Coordinate annotation entries
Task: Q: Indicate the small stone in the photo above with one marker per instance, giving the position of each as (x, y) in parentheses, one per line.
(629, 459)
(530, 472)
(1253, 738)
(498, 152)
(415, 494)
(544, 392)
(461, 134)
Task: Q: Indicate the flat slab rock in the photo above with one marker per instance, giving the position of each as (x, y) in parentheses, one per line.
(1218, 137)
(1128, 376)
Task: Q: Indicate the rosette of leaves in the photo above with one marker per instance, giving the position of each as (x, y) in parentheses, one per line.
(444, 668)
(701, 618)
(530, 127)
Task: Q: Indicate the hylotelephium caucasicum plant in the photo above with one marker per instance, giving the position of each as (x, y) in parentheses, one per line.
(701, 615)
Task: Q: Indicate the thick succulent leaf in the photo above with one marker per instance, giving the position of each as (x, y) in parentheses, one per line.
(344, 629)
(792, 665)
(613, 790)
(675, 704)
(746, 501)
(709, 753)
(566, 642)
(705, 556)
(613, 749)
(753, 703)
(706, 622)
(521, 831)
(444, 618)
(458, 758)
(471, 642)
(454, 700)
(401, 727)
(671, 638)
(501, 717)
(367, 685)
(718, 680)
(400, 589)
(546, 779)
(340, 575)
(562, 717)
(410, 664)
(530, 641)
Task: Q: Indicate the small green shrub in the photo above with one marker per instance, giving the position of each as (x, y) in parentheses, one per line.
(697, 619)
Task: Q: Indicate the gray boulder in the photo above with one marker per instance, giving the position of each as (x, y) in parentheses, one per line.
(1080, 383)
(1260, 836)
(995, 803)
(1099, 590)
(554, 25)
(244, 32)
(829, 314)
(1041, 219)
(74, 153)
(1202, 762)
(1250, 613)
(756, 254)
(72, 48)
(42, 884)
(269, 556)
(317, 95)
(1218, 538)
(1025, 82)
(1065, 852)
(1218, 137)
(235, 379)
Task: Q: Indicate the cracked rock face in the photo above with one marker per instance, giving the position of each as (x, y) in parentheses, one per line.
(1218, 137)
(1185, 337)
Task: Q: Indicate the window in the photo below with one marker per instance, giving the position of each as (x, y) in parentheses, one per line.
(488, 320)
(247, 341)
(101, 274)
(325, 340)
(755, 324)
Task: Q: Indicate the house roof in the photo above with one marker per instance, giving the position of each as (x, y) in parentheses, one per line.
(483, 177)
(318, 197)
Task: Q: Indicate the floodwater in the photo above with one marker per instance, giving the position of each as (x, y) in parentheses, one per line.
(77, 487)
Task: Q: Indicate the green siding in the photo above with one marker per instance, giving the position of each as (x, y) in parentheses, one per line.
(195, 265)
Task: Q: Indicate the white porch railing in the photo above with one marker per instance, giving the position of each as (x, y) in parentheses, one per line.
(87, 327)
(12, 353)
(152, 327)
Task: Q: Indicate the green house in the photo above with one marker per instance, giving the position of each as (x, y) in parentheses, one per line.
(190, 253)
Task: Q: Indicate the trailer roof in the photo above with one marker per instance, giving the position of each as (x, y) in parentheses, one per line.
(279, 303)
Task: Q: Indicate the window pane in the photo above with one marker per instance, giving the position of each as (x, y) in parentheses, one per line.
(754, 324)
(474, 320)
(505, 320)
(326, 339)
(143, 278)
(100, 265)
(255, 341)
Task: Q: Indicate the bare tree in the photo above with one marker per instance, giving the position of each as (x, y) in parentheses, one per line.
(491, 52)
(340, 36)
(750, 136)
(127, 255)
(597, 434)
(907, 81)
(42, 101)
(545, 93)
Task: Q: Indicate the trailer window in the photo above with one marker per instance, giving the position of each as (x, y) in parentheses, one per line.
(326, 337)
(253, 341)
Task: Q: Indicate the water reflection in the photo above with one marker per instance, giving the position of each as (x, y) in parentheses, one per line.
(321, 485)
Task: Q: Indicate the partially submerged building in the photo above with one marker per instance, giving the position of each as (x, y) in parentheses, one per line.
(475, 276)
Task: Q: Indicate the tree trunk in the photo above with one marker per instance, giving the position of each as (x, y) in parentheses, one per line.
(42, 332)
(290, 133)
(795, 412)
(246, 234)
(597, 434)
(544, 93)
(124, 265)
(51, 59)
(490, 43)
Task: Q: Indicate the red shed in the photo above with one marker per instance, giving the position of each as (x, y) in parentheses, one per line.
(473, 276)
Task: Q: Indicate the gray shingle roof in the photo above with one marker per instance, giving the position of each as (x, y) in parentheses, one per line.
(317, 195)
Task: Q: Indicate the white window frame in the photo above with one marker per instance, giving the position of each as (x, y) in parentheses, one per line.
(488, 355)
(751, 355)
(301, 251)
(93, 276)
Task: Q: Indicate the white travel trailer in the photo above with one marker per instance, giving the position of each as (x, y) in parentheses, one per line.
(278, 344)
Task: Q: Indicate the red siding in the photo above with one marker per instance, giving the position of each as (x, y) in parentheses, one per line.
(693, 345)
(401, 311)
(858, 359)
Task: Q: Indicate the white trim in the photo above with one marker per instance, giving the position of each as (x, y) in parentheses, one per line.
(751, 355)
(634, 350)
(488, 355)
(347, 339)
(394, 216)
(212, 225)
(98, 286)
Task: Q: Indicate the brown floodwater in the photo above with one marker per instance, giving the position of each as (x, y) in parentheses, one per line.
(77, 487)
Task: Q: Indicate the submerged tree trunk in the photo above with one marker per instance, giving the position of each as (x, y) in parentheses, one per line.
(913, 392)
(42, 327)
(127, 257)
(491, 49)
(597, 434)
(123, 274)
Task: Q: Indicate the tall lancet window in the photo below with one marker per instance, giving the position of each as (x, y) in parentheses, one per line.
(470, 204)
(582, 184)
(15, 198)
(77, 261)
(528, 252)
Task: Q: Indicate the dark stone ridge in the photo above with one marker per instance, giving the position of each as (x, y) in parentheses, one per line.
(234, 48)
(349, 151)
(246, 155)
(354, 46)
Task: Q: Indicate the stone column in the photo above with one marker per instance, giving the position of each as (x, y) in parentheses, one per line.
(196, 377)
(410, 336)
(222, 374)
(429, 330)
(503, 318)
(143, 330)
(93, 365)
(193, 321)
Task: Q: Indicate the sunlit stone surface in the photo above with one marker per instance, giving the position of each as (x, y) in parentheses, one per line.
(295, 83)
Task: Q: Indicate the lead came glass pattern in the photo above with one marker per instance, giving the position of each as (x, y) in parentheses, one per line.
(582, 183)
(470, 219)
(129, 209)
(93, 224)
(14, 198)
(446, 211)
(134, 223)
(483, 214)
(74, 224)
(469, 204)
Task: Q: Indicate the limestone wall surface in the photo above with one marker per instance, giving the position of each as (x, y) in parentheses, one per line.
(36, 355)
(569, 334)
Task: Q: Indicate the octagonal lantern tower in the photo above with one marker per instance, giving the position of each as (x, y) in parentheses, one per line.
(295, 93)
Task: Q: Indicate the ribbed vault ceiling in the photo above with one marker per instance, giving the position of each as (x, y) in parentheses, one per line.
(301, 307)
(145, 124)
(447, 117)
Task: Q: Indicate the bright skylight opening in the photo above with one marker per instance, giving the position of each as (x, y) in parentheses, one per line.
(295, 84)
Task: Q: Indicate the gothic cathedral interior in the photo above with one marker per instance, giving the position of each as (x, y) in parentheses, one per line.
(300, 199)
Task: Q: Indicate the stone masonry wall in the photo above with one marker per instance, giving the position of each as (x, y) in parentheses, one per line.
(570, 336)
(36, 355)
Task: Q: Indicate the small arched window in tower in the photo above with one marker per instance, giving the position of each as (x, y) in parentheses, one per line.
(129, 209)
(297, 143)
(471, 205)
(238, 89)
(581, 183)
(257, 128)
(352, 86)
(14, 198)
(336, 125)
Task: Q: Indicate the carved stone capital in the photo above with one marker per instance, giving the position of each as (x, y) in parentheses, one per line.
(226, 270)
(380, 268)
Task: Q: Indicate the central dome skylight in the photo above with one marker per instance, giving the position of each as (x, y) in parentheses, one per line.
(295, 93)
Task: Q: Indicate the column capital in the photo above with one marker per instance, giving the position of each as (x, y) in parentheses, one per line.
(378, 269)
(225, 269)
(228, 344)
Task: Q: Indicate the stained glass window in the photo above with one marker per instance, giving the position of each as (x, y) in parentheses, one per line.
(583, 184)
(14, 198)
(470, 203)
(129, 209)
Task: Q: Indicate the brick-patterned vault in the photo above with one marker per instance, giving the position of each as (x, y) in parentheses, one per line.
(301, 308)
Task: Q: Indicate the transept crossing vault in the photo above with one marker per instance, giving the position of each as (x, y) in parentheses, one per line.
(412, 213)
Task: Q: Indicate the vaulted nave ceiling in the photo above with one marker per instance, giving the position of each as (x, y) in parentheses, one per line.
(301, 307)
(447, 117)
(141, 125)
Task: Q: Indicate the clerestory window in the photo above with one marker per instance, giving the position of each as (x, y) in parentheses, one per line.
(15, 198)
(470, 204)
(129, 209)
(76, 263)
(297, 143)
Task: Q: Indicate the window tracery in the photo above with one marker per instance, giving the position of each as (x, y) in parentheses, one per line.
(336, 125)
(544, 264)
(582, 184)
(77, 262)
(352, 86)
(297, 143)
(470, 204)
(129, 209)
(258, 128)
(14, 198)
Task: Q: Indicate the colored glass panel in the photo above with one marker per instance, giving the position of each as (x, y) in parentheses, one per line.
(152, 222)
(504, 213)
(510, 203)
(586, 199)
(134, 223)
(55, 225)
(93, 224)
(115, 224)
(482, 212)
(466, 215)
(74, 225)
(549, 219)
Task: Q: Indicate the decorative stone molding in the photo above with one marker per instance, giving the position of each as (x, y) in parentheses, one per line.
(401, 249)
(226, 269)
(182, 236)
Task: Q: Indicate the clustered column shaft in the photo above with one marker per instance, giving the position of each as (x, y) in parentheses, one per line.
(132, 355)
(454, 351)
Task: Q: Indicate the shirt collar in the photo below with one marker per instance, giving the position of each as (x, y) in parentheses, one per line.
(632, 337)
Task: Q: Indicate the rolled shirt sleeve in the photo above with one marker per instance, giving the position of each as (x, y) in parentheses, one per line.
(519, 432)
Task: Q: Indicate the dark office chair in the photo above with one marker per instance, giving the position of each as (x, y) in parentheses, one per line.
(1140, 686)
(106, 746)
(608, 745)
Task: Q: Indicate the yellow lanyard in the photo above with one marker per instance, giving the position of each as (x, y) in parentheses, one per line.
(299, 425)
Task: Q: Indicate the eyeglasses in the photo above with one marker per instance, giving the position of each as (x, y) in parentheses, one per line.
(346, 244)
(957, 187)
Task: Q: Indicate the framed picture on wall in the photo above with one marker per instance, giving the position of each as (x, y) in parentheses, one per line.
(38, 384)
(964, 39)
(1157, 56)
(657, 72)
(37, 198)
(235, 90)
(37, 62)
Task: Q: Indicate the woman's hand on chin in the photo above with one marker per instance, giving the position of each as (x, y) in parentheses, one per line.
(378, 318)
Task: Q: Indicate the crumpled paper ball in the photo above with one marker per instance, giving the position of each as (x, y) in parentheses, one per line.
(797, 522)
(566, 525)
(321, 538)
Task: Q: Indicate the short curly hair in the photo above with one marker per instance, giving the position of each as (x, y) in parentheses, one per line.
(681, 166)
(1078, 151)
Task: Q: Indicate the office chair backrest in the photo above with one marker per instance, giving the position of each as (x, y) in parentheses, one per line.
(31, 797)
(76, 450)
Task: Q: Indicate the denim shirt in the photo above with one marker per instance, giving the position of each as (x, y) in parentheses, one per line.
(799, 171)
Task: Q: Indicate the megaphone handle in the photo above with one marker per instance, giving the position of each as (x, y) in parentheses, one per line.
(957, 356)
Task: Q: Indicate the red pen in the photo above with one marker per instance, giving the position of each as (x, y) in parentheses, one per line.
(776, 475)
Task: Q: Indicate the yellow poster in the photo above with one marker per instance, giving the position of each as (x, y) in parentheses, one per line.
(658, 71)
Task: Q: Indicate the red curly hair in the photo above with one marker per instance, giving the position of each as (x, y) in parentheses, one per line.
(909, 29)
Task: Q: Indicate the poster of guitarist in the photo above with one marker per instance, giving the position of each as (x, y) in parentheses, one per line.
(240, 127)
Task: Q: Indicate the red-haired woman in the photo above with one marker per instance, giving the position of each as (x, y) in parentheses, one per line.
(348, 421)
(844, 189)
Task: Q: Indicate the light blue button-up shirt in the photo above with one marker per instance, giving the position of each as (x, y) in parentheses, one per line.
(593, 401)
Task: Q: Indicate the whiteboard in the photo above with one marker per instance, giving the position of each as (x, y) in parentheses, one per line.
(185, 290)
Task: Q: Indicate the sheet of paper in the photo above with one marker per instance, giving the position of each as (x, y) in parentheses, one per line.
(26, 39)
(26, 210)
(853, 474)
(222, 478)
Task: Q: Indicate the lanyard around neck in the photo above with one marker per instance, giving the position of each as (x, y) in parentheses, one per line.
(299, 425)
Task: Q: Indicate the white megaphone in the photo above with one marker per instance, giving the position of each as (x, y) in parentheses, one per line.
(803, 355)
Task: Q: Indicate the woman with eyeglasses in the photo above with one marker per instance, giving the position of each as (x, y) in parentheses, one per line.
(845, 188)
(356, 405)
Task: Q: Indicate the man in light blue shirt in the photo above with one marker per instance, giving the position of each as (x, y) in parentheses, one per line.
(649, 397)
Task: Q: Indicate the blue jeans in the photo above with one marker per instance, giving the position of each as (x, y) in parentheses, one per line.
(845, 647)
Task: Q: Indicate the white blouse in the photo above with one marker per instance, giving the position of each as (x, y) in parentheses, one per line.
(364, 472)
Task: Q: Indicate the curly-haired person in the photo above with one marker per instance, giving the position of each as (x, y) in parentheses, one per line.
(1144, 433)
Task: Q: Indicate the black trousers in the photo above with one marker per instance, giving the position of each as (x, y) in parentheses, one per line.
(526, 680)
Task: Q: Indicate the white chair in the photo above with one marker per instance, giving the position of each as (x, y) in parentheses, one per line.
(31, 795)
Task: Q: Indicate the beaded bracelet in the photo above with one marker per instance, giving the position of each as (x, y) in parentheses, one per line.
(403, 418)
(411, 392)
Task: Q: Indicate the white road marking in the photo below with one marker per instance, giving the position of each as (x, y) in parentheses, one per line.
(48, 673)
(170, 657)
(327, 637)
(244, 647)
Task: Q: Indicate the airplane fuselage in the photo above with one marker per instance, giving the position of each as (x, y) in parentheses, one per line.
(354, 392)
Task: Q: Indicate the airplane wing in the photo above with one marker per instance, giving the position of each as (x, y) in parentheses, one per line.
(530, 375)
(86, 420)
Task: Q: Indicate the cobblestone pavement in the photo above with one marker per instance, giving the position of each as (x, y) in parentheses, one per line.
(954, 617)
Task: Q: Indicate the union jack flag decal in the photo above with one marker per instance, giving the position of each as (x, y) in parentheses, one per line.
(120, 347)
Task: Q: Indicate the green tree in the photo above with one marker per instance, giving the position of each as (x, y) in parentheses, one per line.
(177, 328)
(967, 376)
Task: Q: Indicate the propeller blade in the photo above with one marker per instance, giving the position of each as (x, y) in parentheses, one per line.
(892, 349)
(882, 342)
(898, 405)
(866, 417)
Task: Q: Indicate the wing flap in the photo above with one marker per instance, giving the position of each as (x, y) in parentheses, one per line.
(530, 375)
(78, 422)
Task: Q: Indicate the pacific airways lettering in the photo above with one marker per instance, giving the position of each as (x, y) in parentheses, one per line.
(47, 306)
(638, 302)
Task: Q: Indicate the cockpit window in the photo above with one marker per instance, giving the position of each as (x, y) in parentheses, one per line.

## TASK TO COMPLETE
Give again only the lines of the material above that run from the one with "Task: Q: Indicate the wing" through the end, both included, exactly as they appear.

## COMPLETED TASK
Task: Q: Indicate the wing flap in the photo above with one marker per instance, giving the position of each as (x, y) in parentheses, one per line.
(530, 375)
(78, 422)
Task: Q: Indicate the pacific airways lettering in the photo above with one marker per instance, giving the position of each as (x, y) in parentheses, one per line.
(47, 306)
(638, 302)
Task: Q: Indicate the cockpit window in the photo above with one marker per instance, giving the position of each as (x, y) in parentheses, one per line.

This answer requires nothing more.